● Problema breve: Según Science et Vie, ¿cuántos años de nuestra vida pasamos hablando y escuchando, como dice el extracto sobre la comunicación?

Pero somos muy distintos, y a la hora de comunicarnos unos con otros hemos de tener esas diferencias muy presentes y hacer un esfuerzo para ser entendidos. Decir lo que uno piensa, desde luego, pero hablando el lenguaje del que nos escucha.
No voy a enumerar las enormes ventajas (incontables) que conlleva una buena comunicación para mejorar de forma notable casi todas las parcelas de nuestra vida, desde la estrictamente personal a la profesional y a la social.
Pero sí me gustaría subrayar que hacerse entender y saber escuchar para comprender lo que el otro nos dice se encuentran entre las habilidades más destacadas en un hombre, aunque pocos las detenten.
Y parece mentira que cualquiera no aprenda bien los resortes de una buena comunicación dedicando como dedicamos, según la publicación de ciencia francesa Science et Vie, dos años completos de nuestra vida a hablar y a escuchar, ¡dos años completos de nuestra vida!
Lejos, sí, de los 23 años que dedicamos a dormir o de los 16 que pasamos trabajando, pero también un tiempo muy estimable.
Importante es comunicar, pero esencial es hacerlo bien
¿Te has parado alguna vez a pensar con qué frecuencia escuchas realmente a la persona que te está hablando y no divagas, mientras tanto, con otros pensamientos?
Si reflexionas sobre ello, te darás cuenta de que en muchas ocasiones nos es muy difícil recordar qué era aquello que el otro nos decía en una charla concreta.
Y ello a pesar de que, cuando escuchamos a los demás y nos tomamos el trabajo de entender sus argumentos, nos damos tiempo a nosotros mismos para elaborar nuestras ideas, explicar con nitidez lo que necesitamos y darnos cuenta de si la otra persona comparte o no nuestro punto de vista.
Si no escuchamos podemos enfrascarnos en debates a lo mejor innecesarios, porque la otra parte estaba de acuerdo con nuestros argumentos desde el principio, pero no nos tomamos la molestia de escucharle.
No escuchamos mucho, la verdad, como queda ya explicado. Pero por otra parte tampoco nos esmeramos demasiado cuando nos toca hablar.
Yo te preguntaría: ¿Pones cuidado en lo que dices a los demás? Y por más que me asegures que sí, que yo te creo (por supuesto), seguro que unas cuantas veces dijiste algo de lo que después te arrepentiste. Y si piensas que no, te propongo un test muy sencillo.

● Bloque de datos:
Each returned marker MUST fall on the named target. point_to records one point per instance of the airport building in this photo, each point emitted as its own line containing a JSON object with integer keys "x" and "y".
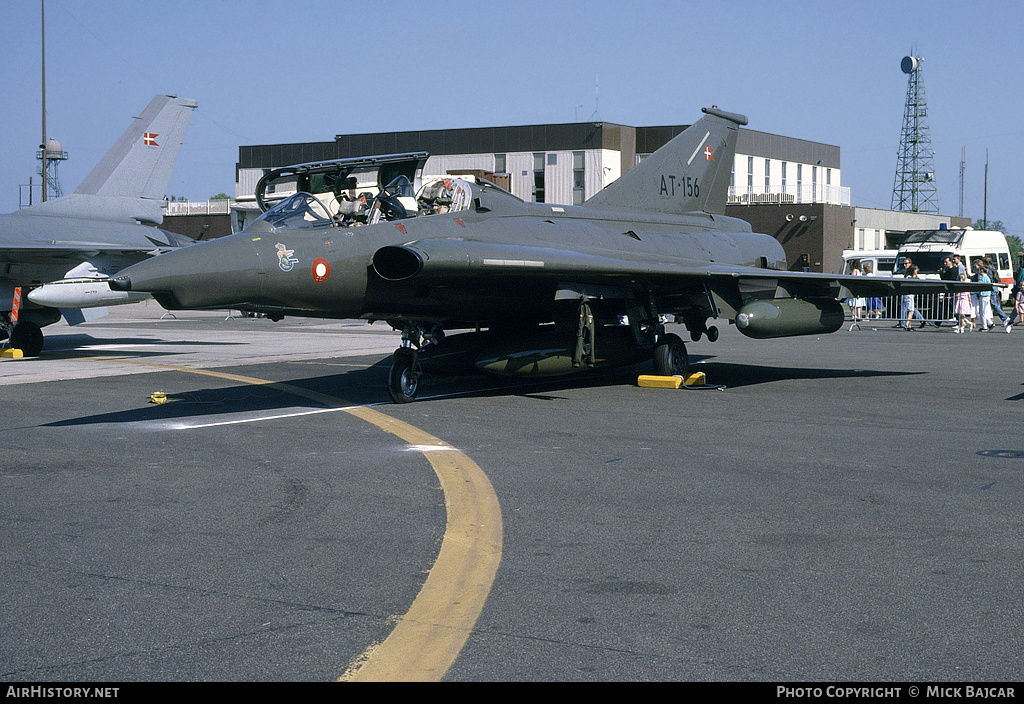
{"x": 783, "y": 186}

● Solución del ejercicio: Dos años completos.